━━━ Records to process

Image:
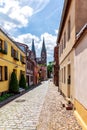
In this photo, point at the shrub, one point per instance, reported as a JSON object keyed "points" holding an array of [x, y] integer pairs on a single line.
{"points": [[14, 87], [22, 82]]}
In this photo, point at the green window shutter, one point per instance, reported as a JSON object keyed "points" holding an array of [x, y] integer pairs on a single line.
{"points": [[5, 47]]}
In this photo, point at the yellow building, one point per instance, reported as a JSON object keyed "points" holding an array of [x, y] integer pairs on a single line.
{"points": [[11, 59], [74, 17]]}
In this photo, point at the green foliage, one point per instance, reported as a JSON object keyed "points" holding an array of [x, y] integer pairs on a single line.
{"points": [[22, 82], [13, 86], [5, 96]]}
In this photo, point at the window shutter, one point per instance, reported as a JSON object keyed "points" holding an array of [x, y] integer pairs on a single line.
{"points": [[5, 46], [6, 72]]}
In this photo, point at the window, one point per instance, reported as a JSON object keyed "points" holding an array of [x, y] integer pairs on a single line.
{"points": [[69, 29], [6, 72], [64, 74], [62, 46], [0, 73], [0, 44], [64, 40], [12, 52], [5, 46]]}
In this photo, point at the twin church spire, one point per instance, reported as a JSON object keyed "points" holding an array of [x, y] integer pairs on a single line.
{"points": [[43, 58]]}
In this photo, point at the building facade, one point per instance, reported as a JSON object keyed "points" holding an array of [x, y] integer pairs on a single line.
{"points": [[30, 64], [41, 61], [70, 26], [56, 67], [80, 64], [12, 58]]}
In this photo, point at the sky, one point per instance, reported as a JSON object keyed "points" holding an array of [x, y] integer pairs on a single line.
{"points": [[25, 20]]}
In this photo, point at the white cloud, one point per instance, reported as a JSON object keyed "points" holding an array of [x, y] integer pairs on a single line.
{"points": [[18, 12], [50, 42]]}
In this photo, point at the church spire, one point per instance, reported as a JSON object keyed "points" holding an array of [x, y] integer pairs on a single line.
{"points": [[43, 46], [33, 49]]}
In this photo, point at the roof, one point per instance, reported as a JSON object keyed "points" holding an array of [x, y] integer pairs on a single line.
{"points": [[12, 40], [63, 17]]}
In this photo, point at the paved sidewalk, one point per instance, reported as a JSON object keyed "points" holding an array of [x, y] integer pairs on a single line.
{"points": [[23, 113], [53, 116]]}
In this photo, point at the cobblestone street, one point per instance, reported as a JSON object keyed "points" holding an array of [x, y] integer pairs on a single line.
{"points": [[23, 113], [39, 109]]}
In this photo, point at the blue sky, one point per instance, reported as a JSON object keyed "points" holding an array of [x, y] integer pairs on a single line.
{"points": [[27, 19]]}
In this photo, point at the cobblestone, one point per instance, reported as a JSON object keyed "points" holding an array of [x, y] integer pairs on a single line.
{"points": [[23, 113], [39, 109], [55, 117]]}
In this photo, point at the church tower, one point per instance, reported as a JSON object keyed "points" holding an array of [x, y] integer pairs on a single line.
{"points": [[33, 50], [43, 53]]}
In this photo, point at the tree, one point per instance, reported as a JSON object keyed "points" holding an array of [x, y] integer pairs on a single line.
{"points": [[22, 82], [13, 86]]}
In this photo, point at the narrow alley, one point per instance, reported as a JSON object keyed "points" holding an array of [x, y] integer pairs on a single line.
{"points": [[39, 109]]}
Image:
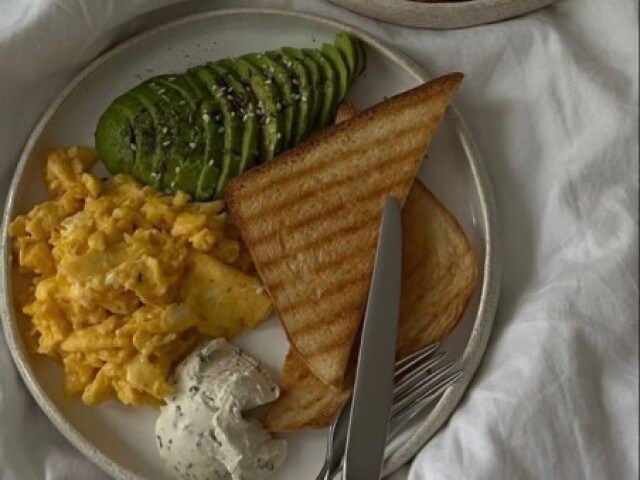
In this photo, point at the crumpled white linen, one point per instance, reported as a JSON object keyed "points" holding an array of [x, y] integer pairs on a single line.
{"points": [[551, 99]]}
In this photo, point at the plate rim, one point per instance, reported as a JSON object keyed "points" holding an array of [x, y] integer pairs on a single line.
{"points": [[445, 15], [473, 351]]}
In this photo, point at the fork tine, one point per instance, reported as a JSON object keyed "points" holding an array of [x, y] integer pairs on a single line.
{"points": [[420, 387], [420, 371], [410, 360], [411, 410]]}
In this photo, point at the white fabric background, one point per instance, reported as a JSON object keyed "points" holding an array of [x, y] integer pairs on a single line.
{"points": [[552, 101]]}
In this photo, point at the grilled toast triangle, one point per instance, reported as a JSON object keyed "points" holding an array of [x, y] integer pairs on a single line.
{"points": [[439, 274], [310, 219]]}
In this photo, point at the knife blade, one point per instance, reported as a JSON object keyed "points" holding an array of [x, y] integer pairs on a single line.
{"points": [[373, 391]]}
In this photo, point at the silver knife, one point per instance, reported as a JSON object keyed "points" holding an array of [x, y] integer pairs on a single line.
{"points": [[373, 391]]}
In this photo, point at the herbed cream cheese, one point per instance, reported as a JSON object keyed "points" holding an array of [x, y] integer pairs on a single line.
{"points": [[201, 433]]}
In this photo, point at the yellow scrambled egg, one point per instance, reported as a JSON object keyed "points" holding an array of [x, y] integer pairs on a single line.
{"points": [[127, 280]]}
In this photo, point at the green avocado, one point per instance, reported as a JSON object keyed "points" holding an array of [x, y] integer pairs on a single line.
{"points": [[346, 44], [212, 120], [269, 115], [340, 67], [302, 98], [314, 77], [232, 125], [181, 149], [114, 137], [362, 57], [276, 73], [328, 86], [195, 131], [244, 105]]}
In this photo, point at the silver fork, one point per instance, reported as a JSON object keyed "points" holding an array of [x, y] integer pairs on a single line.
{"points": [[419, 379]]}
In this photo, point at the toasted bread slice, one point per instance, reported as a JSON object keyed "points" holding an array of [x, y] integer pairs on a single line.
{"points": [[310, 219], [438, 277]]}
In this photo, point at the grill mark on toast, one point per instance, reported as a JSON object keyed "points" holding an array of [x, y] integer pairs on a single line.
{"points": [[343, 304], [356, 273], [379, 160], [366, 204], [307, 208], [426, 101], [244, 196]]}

━━━━━━

Required action:
All of the data above needs to be given again exactly. Leave out each image.

Exercise output:
Image:
In this photo, point at the shrub, one point per instance, reported as a JSON object keyed "points" holding an array of [x, y] integer pairs on a single line.
{"points": [[14, 87], [22, 82]]}
In this photo, point at the green window shutter, one point per instance, reported as a JSON object keyed "points" holding an array of [x, y] integer pairs on a single line.
{"points": [[5, 47]]}
In this photo, point at the yellow building, one point per instance, reported as a JSON object keyed "points" holding an array of [x, y] integer pairs on a single line.
{"points": [[11, 59], [74, 17]]}
In this photo, point at the green foliage, one point per instance, reported as a JSON object keyed "points" holding an array of [x, y] integer pairs on a single line.
{"points": [[22, 82], [13, 86], [5, 96]]}
In this photo, point at the window shutter, one point per instance, reported as a JSON object keyed "points" holding an array of [x, y] integer pairs on a single line.
{"points": [[5, 46], [6, 72]]}
In this photo, point at the window, one point per instance, reported as a JSON object keyed "points" holding an array of [x, y] integer pairs on a single line.
{"points": [[69, 29], [6, 72], [64, 74], [62, 46], [0, 73], [0, 44], [64, 40], [12, 52], [5, 46]]}
In this photo, point at the twin church spire, one point per instance, reported as a JSON object keyed "points" holding an array of [x, y] integer pairs on a single line.
{"points": [[43, 58]]}
In this photo, point at the building facade, one point per instance, reported as a JSON object keyed "points" holding an array of [x, y] integer pairs on a single line.
{"points": [[30, 64], [41, 61], [70, 26], [56, 67], [80, 64], [12, 58]]}
In this photo, point at the sky, one point per instance, reported as a JSON object keyed "points" holding an array of [x, y] integer pairs on a single line.
{"points": [[25, 20]]}
In this photo, point at the white cloud, one point per instance, reported as a JSON object keyed "points" holding an array of [x, y] integer pairs on a single line.
{"points": [[18, 12], [50, 42]]}
In this photo, point at the church spire, one point per instance, reported as a JSON object keyed "points" holding an array of [x, y] integer pairs on a single line.
{"points": [[43, 46], [33, 49]]}
In this photo, point at the roof, one point per instance, reported as a JSON object keyed "points" holding an array of [x, y] integer pairs on a single line.
{"points": [[12, 40], [63, 17]]}
In this photo, point at the paved sidewalk, one point per instance, reported as a JSON object keyed "points" holding an array of [x, y] integer pairs on a single line.
{"points": [[23, 113], [53, 116]]}
In this photo, point at the cobblestone street, one point per instance, reported as a JSON object keyed "points" holding an array of [x, y] integer pairs on a single line.
{"points": [[23, 113], [39, 109]]}
In this photo, point at the blue sky, one point per instance, reported as a JSON object keyed "points" holding an array of [x, y] integer pairs on a single line.
{"points": [[27, 19]]}
In this photo, point at the cobblestone, one point per instance, reported as a JSON object keyed "points" holding an array of [x, y] integer pairs on a single line.
{"points": [[23, 113], [39, 109], [55, 117]]}
In this photo, point at the church tower, one point per instance, reported as a JSON object keyed "points" holding an array of [x, y] integer pairs on a single line.
{"points": [[33, 50], [43, 53]]}
In this photo, point at the tree, one point per instance, reported as a JSON object keyed "points" holding an array of [x, y] integer pairs on a single line.
{"points": [[22, 82], [13, 86]]}
In this photo, point at the narrow alley, one point per instance, reported as a JSON object keyed "points" holding an array of [x, y] integer pairs on a single line.
{"points": [[39, 109]]}
Image:
In this photo, point at the crumpled white linen, one point per instance, reported as a JSON object keyed "points" holding an array of [x, y] integer pairs on a single line.
{"points": [[551, 99]]}
In this photo, point at the plate rim, one point per instance, reported as a JSON object keyed "points" holding an array of [x, y] integer pairs on a single line.
{"points": [[445, 15], [473, 351]]}
In this photo, point at the fork tine, one point per instance, reported as a JSON object keyed "points" holding an array of [x, y] integer pairs on a single line.
{"points": [[420, 387], [420, 371], [410, 360], [411, 410]]}
In this photo, point at the white fabric background, one point per instance, reported as a JSON object keyed "points" holding an array of [x, y] integer pairs on a single line.
{"points": [[552, 101]]}
In this photo, point at the grilled toast triangle, one point per instance, reported as a JSON object keyed "points" holding an array of [x, y] integer pairs on a single line.
{"points": [[439, 274], [310, 219]]}
In this photo, point at the knife blade, one point per instance, reported as a JSON object keyed "points" holding an array of [x, y] integer pairs on a single line.
{"points": [[373, 391]]}
In this photo, point at the silver knife, one point per instance, reported as a JSON object keyed "points" holding an array of [x, y] integer pairs on a single line.
{"points": [[373, 391]]}
In this photo, point at the herbed cream cheese, one point per instance, reported as a JSON object keyed "points" holding an array of [x, y] integer pairs on a single line.
{"points": [[201, 433]]}
In this photo, point at the yellow scrambled egg, one point per instance, reported as a JSON object keyed "points" holding an array of [x, y] integer pairs on a single line.
{"points": [[127, 280]]}
In this photo, point at the green avocado, one point per instance, reported as a JSON object keyed "points" holding an array of [x, y] integer pairs on a single line.
{"points": [[346, 44], [212, 120], [269, 115], [340, 67], [302, 98], [314, 77], [232, 125], [181, 149], [114, 137], [362, 57], [276, 73], [328, 86], [195, 131], [244, 105]]}
In this photo, point at the silver fork, one point per instance, reported as a JSON object keyed "points" holding an array of [x, y] integer pairs on a single line.
{"points": [[419, 379]]}
In this photo, point at the toasted bread slice, one point per instance, reported as a JSON object keyed "points" holding an array of [x, y] integer pairs on a single line.
{"points": [[310, 219], [438, 277]]}
In this photo, point at the grill mark on toast, one point per instance, reported as a JSON object keyed "points" holding an array of [x, y] integer pairs on a single line.
{"points": [[343, 304], [356, 273], [379, 160], [366, 204], [307, 208], [426, 101], [244, 196]]}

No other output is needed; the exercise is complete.